▶ [SHORT PROBLEM] Print these lines again unchanged, covering all of the material, and leave the pictures out.

▶ [INPUT FOR THIS TASK]

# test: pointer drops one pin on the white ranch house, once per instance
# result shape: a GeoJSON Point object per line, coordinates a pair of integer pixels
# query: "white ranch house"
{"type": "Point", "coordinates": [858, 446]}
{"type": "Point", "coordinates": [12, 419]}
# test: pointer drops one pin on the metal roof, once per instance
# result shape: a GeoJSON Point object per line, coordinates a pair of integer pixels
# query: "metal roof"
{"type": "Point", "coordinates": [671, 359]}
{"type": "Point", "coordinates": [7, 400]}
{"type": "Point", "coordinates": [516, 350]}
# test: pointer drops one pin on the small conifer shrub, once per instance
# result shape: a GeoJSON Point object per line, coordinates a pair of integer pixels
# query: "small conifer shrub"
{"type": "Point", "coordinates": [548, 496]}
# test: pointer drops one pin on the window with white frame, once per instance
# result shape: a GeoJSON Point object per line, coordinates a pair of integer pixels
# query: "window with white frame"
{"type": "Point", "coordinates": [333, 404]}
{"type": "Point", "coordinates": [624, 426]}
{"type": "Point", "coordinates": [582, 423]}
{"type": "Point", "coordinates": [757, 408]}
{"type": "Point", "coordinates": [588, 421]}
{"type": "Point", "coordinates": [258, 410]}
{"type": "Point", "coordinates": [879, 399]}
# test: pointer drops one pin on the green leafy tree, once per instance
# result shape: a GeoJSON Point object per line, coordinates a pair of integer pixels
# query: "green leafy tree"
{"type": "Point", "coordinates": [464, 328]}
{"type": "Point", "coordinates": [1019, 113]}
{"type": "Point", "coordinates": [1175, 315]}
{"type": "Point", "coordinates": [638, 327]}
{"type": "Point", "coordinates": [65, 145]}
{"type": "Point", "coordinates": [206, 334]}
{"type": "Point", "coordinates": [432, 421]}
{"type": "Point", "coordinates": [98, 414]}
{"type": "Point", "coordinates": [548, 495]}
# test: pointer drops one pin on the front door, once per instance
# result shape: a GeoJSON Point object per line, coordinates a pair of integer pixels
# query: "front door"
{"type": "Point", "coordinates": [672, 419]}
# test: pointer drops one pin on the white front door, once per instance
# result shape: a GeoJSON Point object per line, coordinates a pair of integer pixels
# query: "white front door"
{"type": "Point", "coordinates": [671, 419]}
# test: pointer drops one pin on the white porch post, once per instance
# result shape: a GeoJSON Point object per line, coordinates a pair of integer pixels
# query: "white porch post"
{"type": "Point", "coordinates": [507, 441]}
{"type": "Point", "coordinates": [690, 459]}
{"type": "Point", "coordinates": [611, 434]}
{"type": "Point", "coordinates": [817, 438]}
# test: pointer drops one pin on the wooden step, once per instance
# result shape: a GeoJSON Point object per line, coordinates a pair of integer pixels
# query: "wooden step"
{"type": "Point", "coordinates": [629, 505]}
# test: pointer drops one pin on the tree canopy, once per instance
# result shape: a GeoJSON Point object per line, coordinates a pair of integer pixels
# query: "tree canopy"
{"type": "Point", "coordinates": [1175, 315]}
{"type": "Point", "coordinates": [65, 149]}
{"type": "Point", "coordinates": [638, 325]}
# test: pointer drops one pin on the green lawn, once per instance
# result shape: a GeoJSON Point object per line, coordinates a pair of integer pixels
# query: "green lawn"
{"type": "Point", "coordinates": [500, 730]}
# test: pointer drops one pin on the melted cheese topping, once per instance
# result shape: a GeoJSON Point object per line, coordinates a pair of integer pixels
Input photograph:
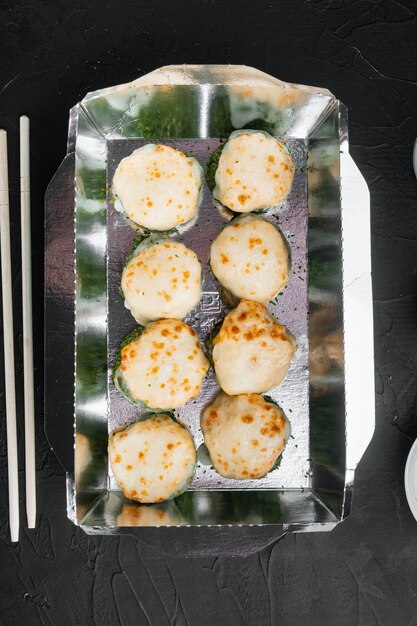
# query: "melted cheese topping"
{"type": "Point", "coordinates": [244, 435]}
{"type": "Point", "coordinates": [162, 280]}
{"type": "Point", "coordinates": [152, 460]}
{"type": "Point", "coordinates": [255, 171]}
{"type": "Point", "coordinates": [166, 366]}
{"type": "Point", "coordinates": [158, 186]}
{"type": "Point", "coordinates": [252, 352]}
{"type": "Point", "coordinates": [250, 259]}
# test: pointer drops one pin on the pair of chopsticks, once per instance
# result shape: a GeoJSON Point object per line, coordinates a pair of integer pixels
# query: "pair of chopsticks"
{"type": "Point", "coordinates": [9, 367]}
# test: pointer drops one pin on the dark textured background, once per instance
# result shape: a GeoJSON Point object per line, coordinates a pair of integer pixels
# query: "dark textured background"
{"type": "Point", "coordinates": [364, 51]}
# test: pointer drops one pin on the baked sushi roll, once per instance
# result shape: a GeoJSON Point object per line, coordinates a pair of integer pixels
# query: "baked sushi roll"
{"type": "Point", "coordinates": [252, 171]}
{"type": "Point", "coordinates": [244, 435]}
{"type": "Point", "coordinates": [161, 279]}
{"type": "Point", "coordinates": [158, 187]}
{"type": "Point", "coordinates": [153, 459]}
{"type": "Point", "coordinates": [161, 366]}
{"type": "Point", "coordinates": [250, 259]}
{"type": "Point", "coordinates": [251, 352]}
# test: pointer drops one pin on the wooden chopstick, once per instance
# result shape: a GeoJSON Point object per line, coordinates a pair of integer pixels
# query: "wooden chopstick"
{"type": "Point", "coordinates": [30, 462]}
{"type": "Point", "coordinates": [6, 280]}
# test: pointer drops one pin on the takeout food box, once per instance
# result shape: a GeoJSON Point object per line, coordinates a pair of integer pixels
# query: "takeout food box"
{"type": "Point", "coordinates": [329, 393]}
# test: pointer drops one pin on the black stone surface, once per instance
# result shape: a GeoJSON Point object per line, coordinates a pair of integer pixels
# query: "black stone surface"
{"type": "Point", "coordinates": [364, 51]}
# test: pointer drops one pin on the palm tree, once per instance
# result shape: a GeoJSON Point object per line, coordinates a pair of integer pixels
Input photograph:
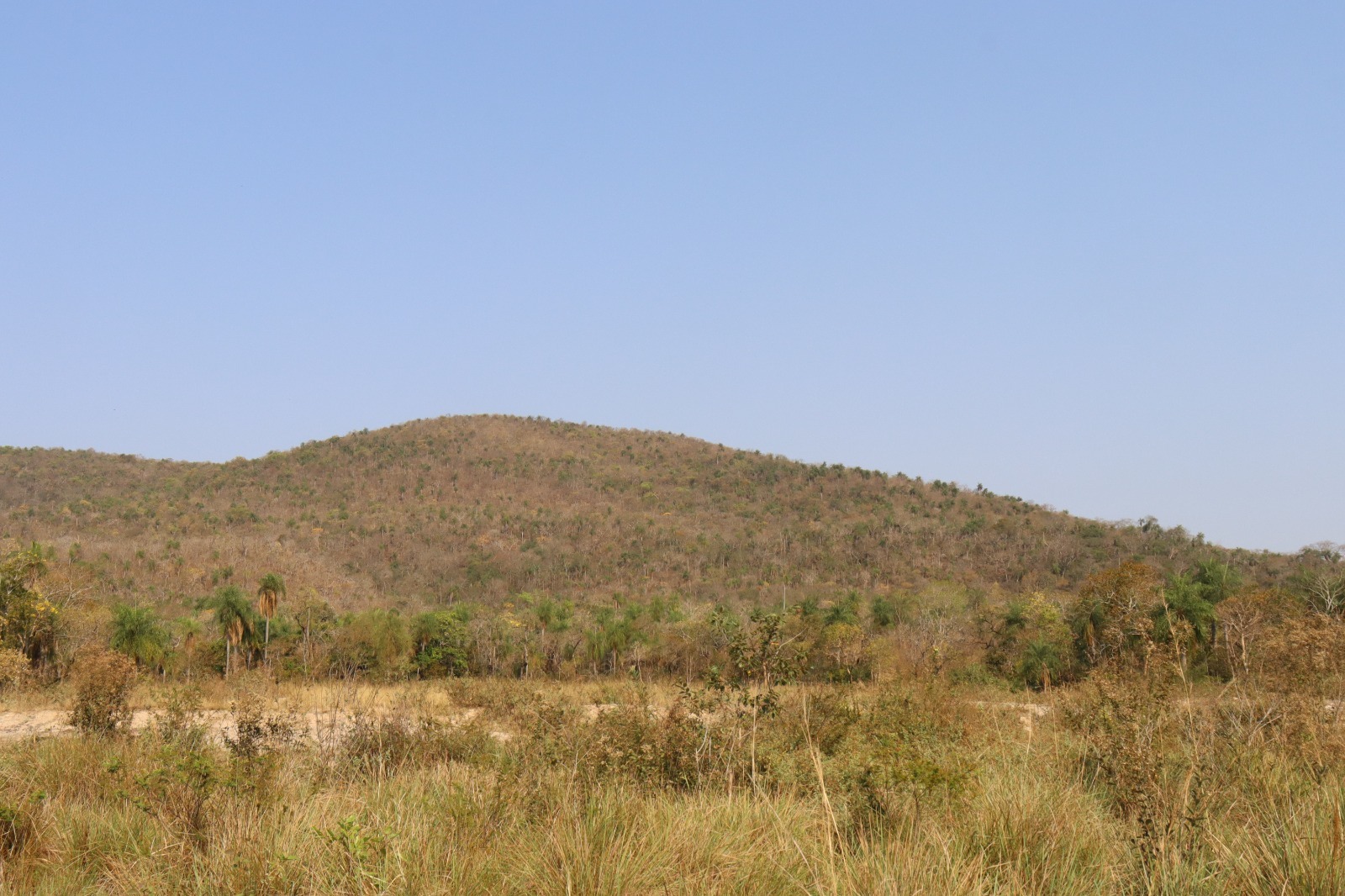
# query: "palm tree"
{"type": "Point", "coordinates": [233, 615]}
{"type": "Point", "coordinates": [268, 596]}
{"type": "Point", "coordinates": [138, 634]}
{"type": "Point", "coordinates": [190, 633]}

▶ [FINISHED ANSWER]
# test: pointer drops one pin on the white ranch house, once per instance
# result shape: a GeoJSON Point object per line, coordinates a pair of integer pixels
# query: "white ranch house"
{"type": "Point", "coordinates": [858, 446]}
{"type": "Point", "coordinates": [12, 419]}
# test: pointer drops one pin on the metal roof, once per instance
# result shape: a GeoJSON Point object per line, coordinates a pair of integer pixels
# query: "metal roof"
{"type": "Point", "coordinates": [671, 359]}
{"type": "Point", "coordinates": [7, 400]}
{"type": "Point", "coordinates": [516, 350]}
# test: pointer drops one pin on the small conifer shrub, once per instance
# result shape: a GeoJSON Point object per line, coordinates a pair of integer pixels
# query: "small conifer shrub"
{"type": "Point", "coordinates": [548, 496]}
# test: pointer drops one pin on the window with white frame, once per instance
# result shape: a GeoJSON Point object per line, coordinates a pair of integer pixels
# query: "window with white frame"
{"type": "Point", "coordinates": [333, 404]}
{"type": "Point", "coordinates": [624, 426]}
{"type": "Point", "coordinates": [582, 423]}
{"type": "Point", "coordinates": [757, 408]}
{"type": "Point", "coordinates": [588, 421]}
{"type": "Point", "coordinates": [258, 410]}
{"type": "Point", "coordinates": [879, 399]}
# test: pointer drops one pin on the green leafy tree, once per instance
# result shape: a GeoJSON Point object per line, coordinates a pair of integer pixels
# query: "green leafy tree"
{"type": "Point", "coordinates": [464, 328]}
{"type": "Point", "coordinates": [1019, 113]}
{"type": "Point", "coordinates": [1175, 315]}
{"type": "Point", "coordinates": [638, 327]}
{"type": "Point", "coordinates": [65, 145]}
{"type": "Point", "coordinates": [206, 334]}
{"type": "Point", "coordinates": [432, 421]}
{"type": "Point", "coordinates": [98, 414]}
{"type": "Point", "coordinates": [548, 495]}
# test: pointer drops one pin on the front door, once per instance
# result shape: a GeoJSON Point object per line, coordinates a pair of integer pixels
# query: "front door"
{"type": "Point", "coordinates": [672, 419]}
# test: pointer drops one pin on the white front door, once per instance
# result shape: a GeoJSON Point object per line, coordinates a pair of integer pixels
# query: "white front door"
{"type": "Point", "coordinates": [671, 419]}
# test: pointer drops one pin on the white porch post, once per instance
# result shape: a GeoJSON Point object per line, coordinates a pair of integer pixels
# query: "white porch post"
{"type": "Point", "coordinates": [507, 441]}
{"type": "Point", "coordinates": [690, 459]}
{"type": "Point", "coordinates": [611, 434]}
{"type": "Point", "coordinates": [817, 438]}
# test: pointer drops one pin on the wooden step, once per instance
# result shape: a GeoJSON Point object per line, coordinates a pair of integer pixels
# query: "wooden step"
{"type": "Point", "coordinates": [629, 505]}
# test: pointer drops one pin on the tree canopy, once per instance
# result shape: a GeoJSON Point object per line, coordinates a pair of integer pixels
# query: "tree canopy"
{"type": "Point", "coordinates": [1175, 315]}
{"type": "Point", "coordinates": [65, 149]}
{"type": "Point", "coordinates": [638, 325]}
# test: pointer drops one pin on the green lawn, once per instance
# result shape: a GeoJSON Point object per line, coordinates a pair of integer pixels
# query: "green lawn"
{"type": "Point", "coordinates": [500, 730]}
# test: pointer drops one pin on the melted cheese topping, once per instance
# result shape: a GeoJSON Point object per line, coordinates a pair of integer pixels
Input photograph:
# query: "melted cheese topping"
{"type": "Point", "coordinates": [244, 435]}
{"type": "Point", "coordinates": [162, 280]}
{"type": "Point", "coordinates": [152, 460]}
{"type": "Point", "coordinates": [255, 171]}
{"type": "Point", "coordinates": [166, 366]}
{"type": "Point", "coordinates": [158, 186]}
{"type": "Point", "coordinates": [252, 352]}
{"type": "Point", "coordinates": [250, 259]}
# test: pointer drops one pin on the pair of chopsticks, once per instance
# result shape: a GeoJSON Point object per line, coordinates a pair of integer pixels
# query: "pair of chopsticks"
{"type": "Point", "coordinates": [9, 367]}
# test: pointer drops one pin on the dark textured background, once per instance
# result shape: a GeoJSON Point object per line, coordinates a pair of integer pixels
# query: "dark textured background"
{"type": "Point", "coordinates": [364, 51]}
# test: pointer drops one pin on the baked sushi roll, once per instance
# result shape: a GeoJSON Point object per line, coordinates a pair of integer pixels
# query: "baked sushi roll"
{"type": "Point", "coordinates": [252, 171]}
{"type": "Point", "coordinates": [244, 435]}
{"type": "Point", "coordinates": [161, 279]}
{"type": "Point", "coordinates": [158, 187]}
{"type": "Point", "coordinates": [153, 459]}
{"type": "Point", "coordinates": [161, 366]}
{"type": "Point", "coordinates": [250, 259]}
{"type": "Point", "coordinates": [251, 352]}
# test: pointer drops one pin on the wooden chopstick, once per instance
# result shape: a GeoJSON Point object per line, coordinates a pair of integer pixels
# query: "wooden chopstick"
{"type": "Point", "coordinates": [30, 462]}
{"type": "Point", "coordinates": [6, 280]}
# test: pointer drops one pin on the takeout food box, once per instance
# result shape: a GeoJSON Point object per line, coordinates a pair of integer pixels
# query: "takeout food box"
{"type": "Point", "coordinates": [329, 393]}
# test: pointer drops one pin on the black stone surface, once per instance
# result shape: a GeoJSON Point object per line, coordinates a pair of integer pixels
# query: "black stone surface"
{"type": "Point", "coordinates": [364, 51]}
# test: pointer drops one pin on the palm tree, once per instance
# result shape: a GeoJSON Point object per line, coordinates a pair of integer pixels
Input photograph:
# query: "palm tree"
{"type": "Point", "coordinates": [233, 615]}
{"type": "Point", "coordinates": [268, 596]}
{"type": "Point", "coordinates": [138, 634]}
{"type": "Point", "coordinates": [190, 633]}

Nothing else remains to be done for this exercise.